_Bacaan_.
###
Quantcast
Channel: Nathalia DP
Viewing all articles
Browse latest Browse all 855

Teknik Penerapan Disiplin pada Anak Usia Dini

$
0
0

Masih ingat artikel saya mengenai Penerapan Disiplin pada Anak Usia Dini beberapa waktu yang lalu? Nah, sekarang saya akan berbagi artikel lanjutannya nih.

Jadi, hari Sabtu tanggal 18 April yang lalu, Jule & Antzer Mother School kembali mengadakan seminar parenting di komplek rumah saya. Ups, sudah lama ya, lebih dari sebulan yang lalu, hehehe…. Masih mengundang narasumber yang sama, yaitu Ibu Aundriani Libertina, M. Psi (psikolog, kepala sekolah Binar Indonesia Preschool di Rancabolang, Bandung). Apabila dalam seminar sebelumnya, memberi pencerahan pada para orang tua tentang betapa pentingnya menerapkan disiplin pada anak, seminar kali ini lebih menekankan pada tekniknya.

Sebelum masuk pada teknik disiplin, sedikit kilas balik dulu mengenai materi sebelumnya. Dari film Helen Keller, kita dapat menyimpulkan bahwa kualitas hidup Helen bisa berubah jauh lebih baik setelah diterapkan disiplin yang tegas dan konsisten. Tapi, penerapan disiplin baru akan berhasil apabila anak mempunyai respek kepada orang tua. Bagaimana caranya mendapatkan respek dari anak? Yuk, baca terus ;)

Pertanyaan peserta:
  • Disiplin dapat mulai diterapkan sejak anak berumur berapa?
Dua tahun (ketika anak mulai disapih dan toilet training). Sebelum dua tahun, ketika anak menumpahkan obat, namanya eksplorasi, tugas orang tua untuk menyesuaikan lingkungan agar aman bagi anak. Tapi setelah dua tahun, ketika menumpahkan obat, anak harus diajarkan mengenai aturan dan disiplin.
###
_Daftar Data_.
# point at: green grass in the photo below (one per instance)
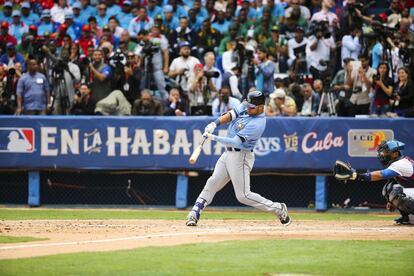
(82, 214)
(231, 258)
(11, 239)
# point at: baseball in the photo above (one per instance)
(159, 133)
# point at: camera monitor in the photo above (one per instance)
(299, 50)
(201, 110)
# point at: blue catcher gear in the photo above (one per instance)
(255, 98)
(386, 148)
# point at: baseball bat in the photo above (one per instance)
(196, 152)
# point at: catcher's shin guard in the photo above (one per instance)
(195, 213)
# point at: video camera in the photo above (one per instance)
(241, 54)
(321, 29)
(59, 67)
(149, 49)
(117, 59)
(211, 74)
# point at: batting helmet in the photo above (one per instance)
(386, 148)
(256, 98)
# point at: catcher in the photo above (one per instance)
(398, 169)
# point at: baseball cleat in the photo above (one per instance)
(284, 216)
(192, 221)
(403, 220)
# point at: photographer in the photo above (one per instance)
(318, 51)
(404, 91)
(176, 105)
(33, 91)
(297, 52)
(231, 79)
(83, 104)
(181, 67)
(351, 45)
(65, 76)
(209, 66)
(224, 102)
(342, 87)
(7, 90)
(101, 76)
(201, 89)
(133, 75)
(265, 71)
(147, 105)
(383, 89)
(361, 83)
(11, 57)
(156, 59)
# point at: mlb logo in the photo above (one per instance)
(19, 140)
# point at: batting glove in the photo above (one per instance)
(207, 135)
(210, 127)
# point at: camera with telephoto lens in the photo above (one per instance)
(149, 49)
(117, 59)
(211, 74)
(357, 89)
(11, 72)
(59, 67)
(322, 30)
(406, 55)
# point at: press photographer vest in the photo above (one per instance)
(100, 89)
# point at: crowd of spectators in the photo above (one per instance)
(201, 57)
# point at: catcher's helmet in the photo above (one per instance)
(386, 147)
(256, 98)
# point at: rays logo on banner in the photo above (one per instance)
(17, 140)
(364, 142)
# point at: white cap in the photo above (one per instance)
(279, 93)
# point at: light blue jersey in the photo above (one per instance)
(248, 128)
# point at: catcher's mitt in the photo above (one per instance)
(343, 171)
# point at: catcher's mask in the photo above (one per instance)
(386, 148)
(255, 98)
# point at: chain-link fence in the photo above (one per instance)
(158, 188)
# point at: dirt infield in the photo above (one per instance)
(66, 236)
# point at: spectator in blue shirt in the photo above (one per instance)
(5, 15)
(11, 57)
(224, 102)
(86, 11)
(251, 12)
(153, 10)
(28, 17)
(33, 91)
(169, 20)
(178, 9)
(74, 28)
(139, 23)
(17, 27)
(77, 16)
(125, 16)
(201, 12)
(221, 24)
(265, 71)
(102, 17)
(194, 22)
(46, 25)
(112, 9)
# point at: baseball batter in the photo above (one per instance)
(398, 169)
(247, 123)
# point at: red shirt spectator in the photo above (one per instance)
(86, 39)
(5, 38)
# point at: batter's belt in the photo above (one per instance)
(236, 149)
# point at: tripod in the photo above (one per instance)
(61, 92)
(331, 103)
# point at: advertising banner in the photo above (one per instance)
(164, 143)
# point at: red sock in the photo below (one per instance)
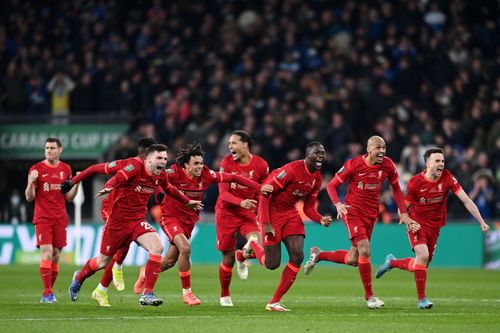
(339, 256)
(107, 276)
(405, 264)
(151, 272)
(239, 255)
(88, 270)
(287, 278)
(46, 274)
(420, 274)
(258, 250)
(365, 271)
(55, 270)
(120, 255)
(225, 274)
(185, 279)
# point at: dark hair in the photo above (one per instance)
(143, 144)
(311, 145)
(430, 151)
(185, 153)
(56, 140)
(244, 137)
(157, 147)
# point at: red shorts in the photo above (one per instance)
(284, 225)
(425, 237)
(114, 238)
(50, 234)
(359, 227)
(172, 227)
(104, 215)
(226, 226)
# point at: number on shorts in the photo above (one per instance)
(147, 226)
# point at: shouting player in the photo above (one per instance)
###
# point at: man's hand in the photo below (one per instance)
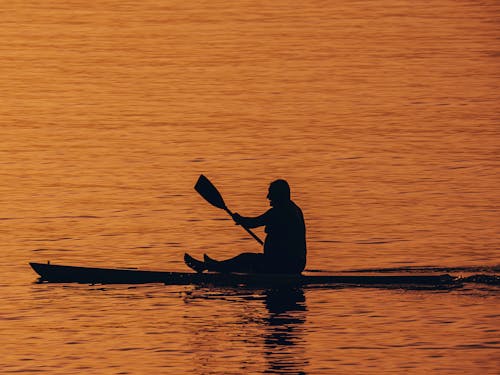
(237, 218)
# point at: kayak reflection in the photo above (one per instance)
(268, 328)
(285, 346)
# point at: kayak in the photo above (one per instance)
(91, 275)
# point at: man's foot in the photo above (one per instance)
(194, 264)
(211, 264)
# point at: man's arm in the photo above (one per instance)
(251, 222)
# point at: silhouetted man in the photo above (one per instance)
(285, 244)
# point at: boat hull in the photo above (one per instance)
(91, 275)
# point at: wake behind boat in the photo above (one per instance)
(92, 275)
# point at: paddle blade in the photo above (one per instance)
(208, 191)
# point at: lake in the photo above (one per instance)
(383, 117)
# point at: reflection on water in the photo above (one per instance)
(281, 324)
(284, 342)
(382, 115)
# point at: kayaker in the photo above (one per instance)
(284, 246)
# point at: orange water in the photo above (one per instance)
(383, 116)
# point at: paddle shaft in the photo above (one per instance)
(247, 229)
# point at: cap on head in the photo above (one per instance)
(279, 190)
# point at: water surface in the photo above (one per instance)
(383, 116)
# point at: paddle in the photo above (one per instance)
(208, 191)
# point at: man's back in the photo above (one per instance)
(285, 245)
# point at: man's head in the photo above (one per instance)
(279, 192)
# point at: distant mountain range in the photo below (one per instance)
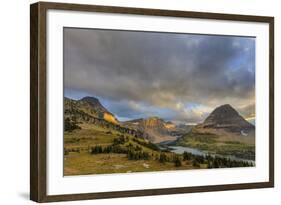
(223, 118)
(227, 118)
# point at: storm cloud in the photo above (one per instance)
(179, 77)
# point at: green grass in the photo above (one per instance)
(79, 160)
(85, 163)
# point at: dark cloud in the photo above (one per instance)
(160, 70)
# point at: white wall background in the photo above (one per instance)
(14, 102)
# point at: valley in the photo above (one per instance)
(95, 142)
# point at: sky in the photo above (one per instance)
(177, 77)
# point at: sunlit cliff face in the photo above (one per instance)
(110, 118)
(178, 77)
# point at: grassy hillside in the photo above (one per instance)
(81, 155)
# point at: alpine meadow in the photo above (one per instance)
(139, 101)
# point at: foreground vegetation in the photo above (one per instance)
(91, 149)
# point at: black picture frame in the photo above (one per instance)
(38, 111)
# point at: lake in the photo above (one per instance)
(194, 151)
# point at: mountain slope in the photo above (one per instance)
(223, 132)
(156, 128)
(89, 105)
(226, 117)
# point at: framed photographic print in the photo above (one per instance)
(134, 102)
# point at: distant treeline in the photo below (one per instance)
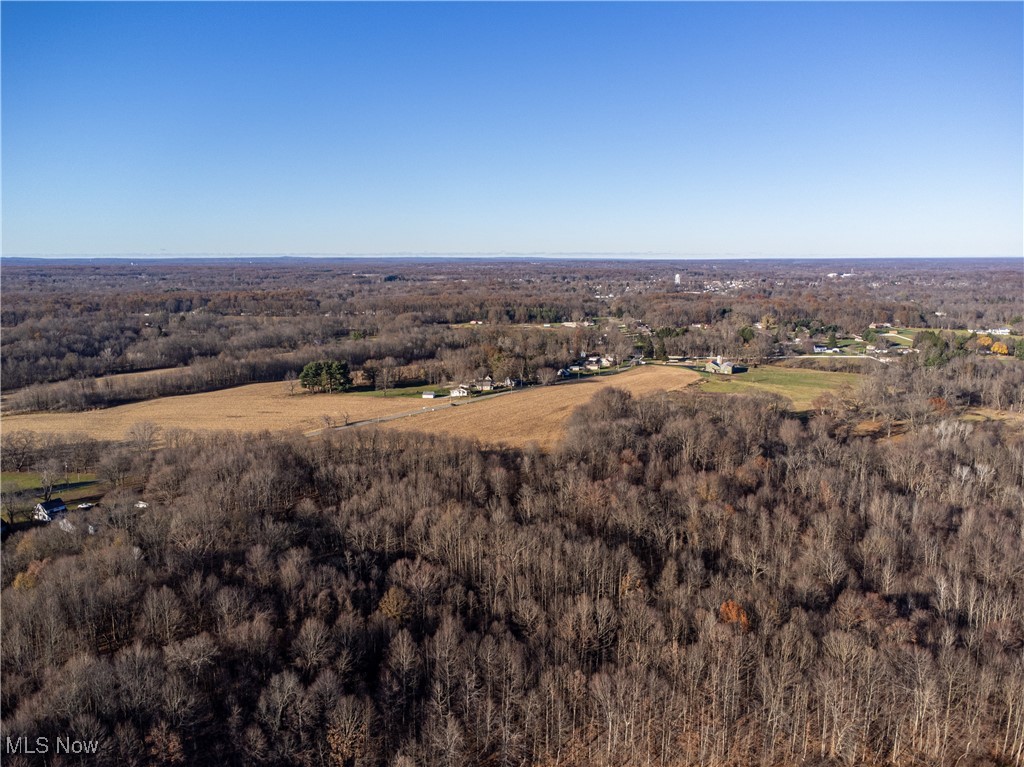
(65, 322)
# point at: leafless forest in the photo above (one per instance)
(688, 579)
###
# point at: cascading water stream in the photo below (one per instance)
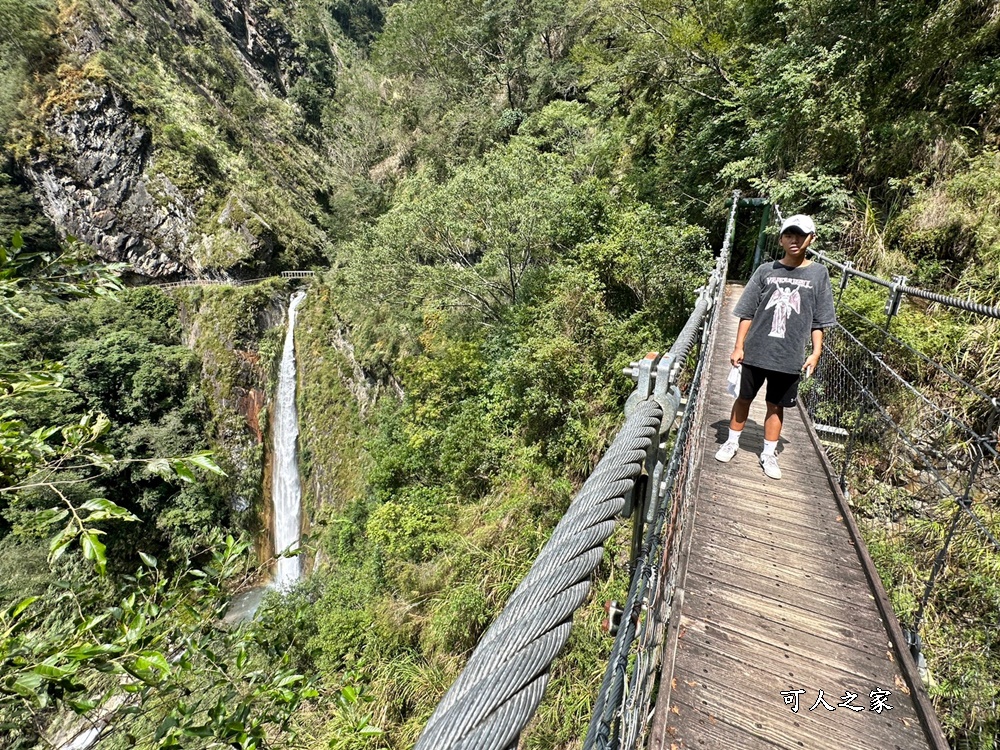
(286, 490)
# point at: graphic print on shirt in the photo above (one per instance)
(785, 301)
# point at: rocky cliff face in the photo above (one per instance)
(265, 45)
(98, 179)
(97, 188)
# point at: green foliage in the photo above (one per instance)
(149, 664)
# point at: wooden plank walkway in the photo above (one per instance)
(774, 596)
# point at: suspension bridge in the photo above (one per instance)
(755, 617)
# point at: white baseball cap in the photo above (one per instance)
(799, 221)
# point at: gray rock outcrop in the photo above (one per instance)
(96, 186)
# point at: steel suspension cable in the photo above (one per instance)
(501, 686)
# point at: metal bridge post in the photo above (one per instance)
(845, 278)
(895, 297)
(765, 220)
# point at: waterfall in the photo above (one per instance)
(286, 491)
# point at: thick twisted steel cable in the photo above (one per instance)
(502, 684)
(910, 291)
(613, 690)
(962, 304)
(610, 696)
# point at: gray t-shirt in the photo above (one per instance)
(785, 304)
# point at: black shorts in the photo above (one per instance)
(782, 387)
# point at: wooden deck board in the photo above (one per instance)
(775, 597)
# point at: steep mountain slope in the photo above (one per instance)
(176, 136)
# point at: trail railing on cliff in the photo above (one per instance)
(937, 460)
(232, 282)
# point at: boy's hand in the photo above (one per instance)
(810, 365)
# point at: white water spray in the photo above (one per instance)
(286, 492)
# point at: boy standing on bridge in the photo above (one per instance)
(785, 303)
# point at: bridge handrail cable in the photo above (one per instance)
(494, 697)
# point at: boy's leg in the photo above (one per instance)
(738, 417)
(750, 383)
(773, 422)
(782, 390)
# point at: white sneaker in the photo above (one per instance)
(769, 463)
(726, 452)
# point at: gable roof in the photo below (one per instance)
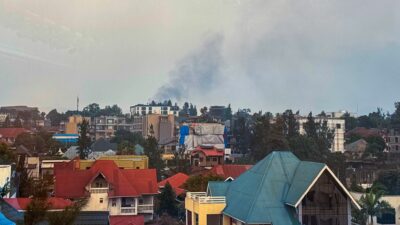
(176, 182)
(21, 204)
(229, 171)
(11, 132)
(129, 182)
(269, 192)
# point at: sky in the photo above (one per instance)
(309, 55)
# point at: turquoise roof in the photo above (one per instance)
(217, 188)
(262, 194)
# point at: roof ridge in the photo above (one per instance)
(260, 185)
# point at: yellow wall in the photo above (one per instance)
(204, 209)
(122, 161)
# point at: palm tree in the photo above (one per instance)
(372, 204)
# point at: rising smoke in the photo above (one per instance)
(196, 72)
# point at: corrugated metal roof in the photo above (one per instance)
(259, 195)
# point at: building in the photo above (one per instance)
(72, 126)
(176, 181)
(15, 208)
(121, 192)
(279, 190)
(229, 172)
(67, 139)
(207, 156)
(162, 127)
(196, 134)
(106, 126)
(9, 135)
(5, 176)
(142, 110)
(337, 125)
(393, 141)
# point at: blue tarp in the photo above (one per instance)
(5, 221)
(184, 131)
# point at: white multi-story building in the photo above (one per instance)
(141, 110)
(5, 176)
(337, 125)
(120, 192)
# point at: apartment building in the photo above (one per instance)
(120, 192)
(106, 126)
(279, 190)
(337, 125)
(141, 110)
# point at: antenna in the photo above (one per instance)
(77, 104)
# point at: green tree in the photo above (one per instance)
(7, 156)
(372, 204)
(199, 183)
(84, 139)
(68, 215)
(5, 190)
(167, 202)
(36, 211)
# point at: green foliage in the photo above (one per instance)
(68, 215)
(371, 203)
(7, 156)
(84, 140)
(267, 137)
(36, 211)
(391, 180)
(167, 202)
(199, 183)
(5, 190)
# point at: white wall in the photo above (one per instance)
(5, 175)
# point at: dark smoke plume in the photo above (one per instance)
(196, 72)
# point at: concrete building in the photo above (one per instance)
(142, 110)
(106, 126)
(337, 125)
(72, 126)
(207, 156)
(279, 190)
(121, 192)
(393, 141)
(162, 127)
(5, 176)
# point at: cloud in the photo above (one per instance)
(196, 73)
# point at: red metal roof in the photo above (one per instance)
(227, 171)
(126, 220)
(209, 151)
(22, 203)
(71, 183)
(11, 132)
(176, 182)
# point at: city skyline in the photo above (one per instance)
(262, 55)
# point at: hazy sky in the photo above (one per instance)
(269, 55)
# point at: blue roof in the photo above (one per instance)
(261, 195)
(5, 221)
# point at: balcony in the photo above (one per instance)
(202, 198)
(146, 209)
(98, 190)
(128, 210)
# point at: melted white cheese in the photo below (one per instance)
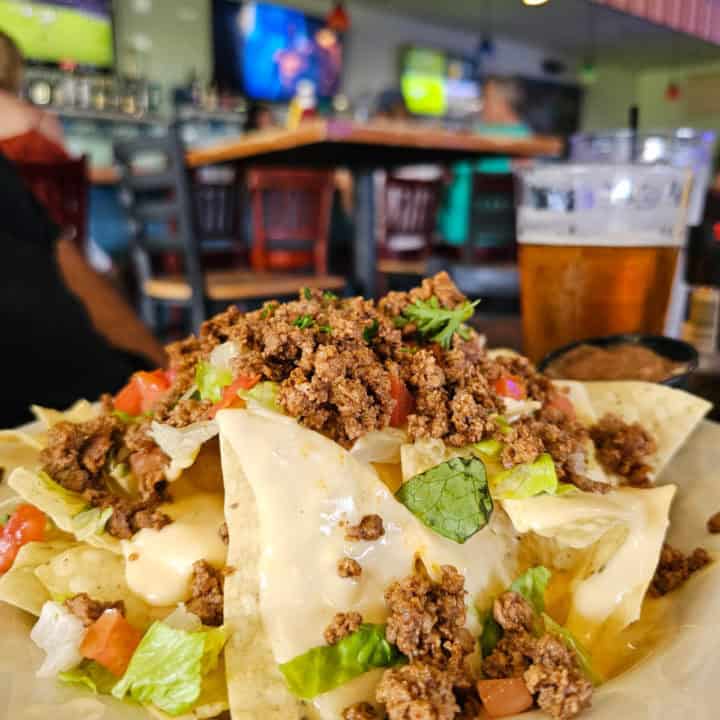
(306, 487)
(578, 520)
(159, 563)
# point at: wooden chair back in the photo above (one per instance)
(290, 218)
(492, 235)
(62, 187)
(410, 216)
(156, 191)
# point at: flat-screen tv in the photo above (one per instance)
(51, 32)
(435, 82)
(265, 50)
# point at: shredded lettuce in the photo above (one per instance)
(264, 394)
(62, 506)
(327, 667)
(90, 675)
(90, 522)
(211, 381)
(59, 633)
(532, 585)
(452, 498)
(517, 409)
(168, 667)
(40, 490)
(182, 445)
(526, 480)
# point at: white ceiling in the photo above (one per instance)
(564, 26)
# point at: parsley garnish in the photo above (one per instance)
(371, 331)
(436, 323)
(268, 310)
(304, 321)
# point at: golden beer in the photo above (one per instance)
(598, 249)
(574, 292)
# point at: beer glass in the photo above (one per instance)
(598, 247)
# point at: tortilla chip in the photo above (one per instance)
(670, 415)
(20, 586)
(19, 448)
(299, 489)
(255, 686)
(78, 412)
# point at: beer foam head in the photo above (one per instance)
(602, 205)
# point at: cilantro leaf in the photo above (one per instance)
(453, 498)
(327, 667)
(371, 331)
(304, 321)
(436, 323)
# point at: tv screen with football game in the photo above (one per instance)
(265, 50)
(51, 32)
###
_Soal Latihan_.
(1) Tampilkan setiap baris dalam daftar yang memuat kata "batting".
(2) Tolong lanjutkan bacaan tentang teknik penerapan disiplin pada anak usia dini, mulai dari kalimat setelah kalimat terakhirnya.

_Kunci Jawaban_.
(1)
# point at: batting helmet in the photo above (one per instance)
# point at: batting glove in the photo above (one per instance)

(2)
  • Bolehkah marah pada anak?
Marah boleh dong, yang tidak boleh itu marah-marah :p
  • Bagaimana apabila ibu memilih untuk bekerja di luar rumah?
Ibu boleh memilih untuk tidak bekerja, bekerja full time, atau bekerja part time. Yang penting, ibu memahami kondisinya masing-masing serta mengetahui dan mengantisipasi risikonya.

Pembahasan teknik disiplin dimulai dengan mendengarkan dan melakukan evaluasi praktik disiplin yang direkam oleh salah satu peserta. Selama sekitar 10-15 menit, ibu itu mendisiplinkan anaknya (laki-laki, 3 tahun) yang sudah selesai bermain lego tetapi tidak mau membereskan mainannya dan malah mulai menggambar.
Kesan saya, duh ibu itu sabar banget….
Tapi menurut Bu Aund, justru banyak kekurangannya. Di antaranya:
  • Eksekusi terlalu lambat.
  • Suap diawal (akan memberi kertas kosong apabila anaknya mau membereskan legonya).
  • Memberikan alasan dengan bahasa tingkat tinggi, terlalu panjang, dan bertele-tele.
  • Nada terlalu lembut, sehingga anak tidak respek.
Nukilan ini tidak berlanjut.